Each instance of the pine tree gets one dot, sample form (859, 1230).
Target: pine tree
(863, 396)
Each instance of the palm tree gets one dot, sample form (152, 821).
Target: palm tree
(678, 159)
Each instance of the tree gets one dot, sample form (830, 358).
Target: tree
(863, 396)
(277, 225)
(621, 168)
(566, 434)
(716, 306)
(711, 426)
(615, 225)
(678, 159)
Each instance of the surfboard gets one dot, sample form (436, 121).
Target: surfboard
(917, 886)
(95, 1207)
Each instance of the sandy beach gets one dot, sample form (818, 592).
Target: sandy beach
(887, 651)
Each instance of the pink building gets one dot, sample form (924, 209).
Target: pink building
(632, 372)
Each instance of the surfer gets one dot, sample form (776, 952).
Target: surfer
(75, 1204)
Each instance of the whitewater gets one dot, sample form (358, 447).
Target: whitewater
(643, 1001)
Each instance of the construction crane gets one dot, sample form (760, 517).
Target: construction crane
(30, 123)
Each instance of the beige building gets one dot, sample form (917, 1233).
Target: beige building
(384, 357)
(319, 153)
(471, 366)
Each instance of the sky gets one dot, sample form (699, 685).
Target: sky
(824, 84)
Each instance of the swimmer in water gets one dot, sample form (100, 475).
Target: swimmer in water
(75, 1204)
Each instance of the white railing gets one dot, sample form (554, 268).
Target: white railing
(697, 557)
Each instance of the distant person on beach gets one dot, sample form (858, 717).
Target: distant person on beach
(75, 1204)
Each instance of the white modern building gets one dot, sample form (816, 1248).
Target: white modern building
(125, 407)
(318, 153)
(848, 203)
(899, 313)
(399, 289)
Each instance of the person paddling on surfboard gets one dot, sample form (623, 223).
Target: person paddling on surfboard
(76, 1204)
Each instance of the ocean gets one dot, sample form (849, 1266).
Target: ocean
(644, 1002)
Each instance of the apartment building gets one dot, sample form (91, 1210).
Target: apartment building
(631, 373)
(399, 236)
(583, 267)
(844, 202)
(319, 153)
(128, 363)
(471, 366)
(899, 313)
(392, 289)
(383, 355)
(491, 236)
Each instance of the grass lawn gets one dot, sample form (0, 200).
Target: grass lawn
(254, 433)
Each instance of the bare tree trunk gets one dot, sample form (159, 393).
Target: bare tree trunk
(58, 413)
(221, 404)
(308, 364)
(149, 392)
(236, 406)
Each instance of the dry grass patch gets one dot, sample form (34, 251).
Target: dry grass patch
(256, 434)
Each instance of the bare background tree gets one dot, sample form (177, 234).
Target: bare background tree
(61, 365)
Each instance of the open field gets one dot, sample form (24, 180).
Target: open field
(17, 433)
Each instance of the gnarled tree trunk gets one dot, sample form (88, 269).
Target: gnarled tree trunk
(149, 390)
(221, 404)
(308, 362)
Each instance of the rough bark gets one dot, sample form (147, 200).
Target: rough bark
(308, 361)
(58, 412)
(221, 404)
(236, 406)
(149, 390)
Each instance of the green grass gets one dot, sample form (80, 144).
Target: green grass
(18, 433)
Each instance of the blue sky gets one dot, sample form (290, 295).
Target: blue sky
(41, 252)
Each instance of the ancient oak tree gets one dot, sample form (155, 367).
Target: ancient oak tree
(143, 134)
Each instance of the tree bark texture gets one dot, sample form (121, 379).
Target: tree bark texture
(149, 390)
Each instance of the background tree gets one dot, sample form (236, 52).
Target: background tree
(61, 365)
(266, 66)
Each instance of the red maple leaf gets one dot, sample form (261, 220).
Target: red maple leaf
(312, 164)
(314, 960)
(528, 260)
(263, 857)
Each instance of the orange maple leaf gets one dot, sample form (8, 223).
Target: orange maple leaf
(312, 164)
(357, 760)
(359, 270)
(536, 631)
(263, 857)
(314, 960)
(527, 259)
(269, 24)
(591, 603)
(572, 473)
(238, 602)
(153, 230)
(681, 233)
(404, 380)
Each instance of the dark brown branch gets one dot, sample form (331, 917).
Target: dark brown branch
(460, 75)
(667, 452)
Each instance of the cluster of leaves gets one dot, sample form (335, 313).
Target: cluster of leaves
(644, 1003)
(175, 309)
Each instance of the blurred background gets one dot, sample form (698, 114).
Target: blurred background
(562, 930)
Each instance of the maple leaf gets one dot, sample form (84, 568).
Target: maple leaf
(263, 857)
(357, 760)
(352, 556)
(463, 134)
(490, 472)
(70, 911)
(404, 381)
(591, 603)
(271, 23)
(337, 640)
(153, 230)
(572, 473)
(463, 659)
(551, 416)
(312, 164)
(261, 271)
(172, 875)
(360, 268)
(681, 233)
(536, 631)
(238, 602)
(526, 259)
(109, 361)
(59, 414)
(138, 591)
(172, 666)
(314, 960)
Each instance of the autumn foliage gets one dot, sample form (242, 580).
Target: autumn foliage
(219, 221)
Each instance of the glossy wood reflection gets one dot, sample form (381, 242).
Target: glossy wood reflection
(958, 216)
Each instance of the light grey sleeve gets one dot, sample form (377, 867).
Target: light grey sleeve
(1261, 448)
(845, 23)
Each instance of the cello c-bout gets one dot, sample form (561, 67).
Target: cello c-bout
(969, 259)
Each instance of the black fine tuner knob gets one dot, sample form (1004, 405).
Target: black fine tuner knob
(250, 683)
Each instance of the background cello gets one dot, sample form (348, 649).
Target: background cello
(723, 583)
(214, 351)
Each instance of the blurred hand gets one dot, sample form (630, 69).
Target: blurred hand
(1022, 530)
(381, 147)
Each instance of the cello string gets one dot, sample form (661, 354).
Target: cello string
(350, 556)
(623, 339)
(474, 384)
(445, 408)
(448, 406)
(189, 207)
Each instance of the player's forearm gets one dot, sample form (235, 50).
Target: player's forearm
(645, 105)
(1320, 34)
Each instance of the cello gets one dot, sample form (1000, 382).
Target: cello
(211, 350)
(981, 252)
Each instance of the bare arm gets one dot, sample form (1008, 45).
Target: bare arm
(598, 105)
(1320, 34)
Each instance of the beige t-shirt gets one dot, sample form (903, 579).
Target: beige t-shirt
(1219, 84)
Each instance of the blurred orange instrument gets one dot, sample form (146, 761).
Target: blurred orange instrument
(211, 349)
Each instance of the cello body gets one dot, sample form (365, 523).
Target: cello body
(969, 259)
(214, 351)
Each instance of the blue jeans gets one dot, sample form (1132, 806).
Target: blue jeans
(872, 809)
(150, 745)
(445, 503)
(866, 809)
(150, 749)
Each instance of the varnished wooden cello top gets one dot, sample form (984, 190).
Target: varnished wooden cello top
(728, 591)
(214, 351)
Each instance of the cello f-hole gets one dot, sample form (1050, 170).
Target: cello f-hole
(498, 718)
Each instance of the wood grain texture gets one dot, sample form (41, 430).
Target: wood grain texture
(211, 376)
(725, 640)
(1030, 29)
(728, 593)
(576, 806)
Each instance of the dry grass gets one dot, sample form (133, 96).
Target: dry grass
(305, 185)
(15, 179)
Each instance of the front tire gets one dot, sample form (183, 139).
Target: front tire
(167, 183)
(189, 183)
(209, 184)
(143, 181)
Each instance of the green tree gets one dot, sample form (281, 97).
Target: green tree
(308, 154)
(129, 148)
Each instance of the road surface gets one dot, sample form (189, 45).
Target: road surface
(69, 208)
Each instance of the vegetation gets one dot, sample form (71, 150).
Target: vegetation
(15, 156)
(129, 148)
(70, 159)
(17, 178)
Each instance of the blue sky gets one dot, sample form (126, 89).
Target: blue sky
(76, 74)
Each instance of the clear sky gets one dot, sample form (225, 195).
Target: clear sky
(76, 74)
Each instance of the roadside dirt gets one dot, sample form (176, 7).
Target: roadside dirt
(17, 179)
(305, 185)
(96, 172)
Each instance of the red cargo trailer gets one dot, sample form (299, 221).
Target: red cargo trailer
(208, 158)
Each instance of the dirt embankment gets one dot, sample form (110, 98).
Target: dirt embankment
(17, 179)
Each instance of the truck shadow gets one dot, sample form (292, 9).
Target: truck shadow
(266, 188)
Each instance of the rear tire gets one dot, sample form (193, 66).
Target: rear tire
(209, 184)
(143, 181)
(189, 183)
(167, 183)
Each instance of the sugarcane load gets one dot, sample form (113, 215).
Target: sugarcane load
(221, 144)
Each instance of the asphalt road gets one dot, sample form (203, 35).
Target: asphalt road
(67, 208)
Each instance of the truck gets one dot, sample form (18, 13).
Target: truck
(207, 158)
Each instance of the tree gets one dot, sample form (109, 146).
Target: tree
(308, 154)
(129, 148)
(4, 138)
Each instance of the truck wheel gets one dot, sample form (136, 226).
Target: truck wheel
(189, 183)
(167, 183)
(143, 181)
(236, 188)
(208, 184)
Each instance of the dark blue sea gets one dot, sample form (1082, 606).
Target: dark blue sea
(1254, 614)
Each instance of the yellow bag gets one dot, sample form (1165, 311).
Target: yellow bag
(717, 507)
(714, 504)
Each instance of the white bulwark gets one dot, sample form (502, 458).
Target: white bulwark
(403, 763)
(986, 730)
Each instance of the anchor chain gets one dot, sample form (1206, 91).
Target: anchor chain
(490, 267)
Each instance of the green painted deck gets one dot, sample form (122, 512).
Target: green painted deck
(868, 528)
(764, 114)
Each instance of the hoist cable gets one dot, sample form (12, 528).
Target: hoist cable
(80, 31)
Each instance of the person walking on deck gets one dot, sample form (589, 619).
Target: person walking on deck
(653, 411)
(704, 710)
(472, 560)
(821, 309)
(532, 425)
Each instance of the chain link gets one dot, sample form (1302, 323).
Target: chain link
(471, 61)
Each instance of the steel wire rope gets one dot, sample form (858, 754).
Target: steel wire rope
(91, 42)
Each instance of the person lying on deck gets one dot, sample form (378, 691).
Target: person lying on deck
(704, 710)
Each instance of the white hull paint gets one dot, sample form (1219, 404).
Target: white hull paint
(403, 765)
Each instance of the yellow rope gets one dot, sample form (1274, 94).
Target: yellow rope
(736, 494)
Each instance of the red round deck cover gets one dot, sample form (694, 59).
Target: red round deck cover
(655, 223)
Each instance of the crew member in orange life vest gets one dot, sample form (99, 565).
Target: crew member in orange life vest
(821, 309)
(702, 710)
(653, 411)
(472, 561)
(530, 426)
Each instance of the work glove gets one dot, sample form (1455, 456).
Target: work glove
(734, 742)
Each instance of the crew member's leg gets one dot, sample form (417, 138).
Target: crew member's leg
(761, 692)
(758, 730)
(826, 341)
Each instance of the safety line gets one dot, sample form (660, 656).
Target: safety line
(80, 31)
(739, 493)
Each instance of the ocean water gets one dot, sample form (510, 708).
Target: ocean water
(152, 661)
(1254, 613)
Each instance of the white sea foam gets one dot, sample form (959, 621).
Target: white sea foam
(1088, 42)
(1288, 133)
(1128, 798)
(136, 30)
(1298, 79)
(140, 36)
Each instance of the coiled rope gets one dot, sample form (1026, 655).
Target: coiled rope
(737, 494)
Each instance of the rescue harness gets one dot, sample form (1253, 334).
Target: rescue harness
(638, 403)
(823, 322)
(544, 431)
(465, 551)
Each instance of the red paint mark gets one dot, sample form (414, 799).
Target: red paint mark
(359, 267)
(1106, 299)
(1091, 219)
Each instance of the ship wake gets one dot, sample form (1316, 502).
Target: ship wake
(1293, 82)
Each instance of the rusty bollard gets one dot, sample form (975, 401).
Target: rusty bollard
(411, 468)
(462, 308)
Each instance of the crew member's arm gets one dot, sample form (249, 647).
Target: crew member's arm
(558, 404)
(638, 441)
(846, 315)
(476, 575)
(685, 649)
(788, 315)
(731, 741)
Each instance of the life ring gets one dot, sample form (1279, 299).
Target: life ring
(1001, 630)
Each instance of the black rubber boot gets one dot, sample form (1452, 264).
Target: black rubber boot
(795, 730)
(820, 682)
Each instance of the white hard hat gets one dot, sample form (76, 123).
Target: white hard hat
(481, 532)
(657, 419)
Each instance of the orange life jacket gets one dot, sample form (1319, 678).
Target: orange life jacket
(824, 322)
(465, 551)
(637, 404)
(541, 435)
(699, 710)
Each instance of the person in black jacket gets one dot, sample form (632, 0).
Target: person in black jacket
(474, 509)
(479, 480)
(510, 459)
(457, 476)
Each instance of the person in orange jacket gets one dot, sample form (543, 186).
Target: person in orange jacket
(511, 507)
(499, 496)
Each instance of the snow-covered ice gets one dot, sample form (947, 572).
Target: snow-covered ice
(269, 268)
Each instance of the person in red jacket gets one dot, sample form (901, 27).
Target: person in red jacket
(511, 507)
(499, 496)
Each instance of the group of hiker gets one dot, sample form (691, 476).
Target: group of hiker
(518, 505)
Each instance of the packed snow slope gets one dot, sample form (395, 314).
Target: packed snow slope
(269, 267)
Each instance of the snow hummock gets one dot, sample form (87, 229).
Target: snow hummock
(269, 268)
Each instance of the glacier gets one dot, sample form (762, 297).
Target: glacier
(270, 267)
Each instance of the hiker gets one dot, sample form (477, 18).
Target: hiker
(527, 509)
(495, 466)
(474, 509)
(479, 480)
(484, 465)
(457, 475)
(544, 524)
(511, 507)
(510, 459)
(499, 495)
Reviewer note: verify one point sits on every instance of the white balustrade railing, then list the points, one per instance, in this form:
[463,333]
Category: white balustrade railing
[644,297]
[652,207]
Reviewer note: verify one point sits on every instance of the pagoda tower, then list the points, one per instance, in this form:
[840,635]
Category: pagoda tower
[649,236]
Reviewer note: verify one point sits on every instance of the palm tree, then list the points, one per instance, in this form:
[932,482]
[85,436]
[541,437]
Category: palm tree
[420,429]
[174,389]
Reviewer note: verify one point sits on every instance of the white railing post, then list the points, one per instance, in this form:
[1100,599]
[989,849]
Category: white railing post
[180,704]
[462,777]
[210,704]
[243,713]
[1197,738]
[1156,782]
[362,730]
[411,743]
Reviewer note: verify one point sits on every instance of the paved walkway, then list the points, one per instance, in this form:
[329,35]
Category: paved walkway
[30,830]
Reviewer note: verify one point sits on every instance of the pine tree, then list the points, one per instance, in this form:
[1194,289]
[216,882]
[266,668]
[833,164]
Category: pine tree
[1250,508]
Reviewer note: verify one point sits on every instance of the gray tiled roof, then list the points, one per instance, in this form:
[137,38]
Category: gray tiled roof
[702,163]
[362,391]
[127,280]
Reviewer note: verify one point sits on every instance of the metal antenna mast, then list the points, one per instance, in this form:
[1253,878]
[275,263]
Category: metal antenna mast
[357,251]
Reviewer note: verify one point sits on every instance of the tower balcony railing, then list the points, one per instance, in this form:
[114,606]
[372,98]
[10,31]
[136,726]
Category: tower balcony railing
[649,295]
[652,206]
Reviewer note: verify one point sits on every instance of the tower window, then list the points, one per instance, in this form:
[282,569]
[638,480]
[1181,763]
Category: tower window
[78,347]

* * *

- What you will do
Take the line in which "of the gray" occurs and each subsequent line through the end; give these lines again without alteration.

- Task solution
Reviewer note: verify one point sits on every instance of the gray tiled roof, then list the points, one per instance, in this form:
[137,38]
Category: gray tiled roof
[702,163]
[362,391]
[127,280]
Reviewer note: verify one point sits on every instance of the metal antenna mast, then list the points, one per instance, in this form:
[1253,878]
[275,263]
Category: metal antenna mast
[357,251]
Reviewer note: verify one point sits on every instance of the tower balcony railing, then list the points, one per instance, in this form:
[114,606]
[372,98]
[10,31]
[136,726]
Category: tower balcony railing
[649,295]
[652,206]
Reviewer note: verify one point sits on every instance of the tower window, then list the points, one per instance, in this form:
[282,569]
[638,480]
[1181,763]
Category: tower window
[78,347]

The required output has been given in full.